Working through the lines below, return each one that holds "orange".

##### Data supplied #####

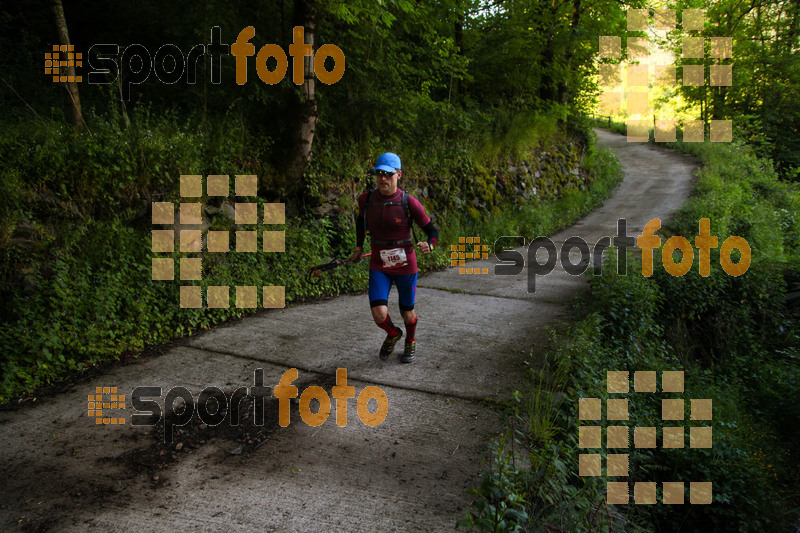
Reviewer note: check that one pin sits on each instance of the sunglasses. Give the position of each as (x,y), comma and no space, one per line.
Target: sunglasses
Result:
(383,173)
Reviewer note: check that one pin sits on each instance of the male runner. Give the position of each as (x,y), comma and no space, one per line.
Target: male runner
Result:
(393,259)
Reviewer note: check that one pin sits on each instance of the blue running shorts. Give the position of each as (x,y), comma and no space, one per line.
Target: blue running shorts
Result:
(380,283)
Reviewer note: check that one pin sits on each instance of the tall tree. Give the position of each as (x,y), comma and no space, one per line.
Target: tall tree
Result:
(73,101)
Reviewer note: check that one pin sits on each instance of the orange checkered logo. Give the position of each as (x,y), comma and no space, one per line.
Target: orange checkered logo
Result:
(56,62)
(459,254)
(673,435)
(103,400)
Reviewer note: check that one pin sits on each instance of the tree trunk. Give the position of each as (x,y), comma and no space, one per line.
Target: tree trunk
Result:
(304,15)
(73,102)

#####

Exercise result:
Reviewer note: check that one pin sits on each instance of the orange checkered logo. Give the position of each as (x,y), comma and no space, one per line.
Target: orange checkered logo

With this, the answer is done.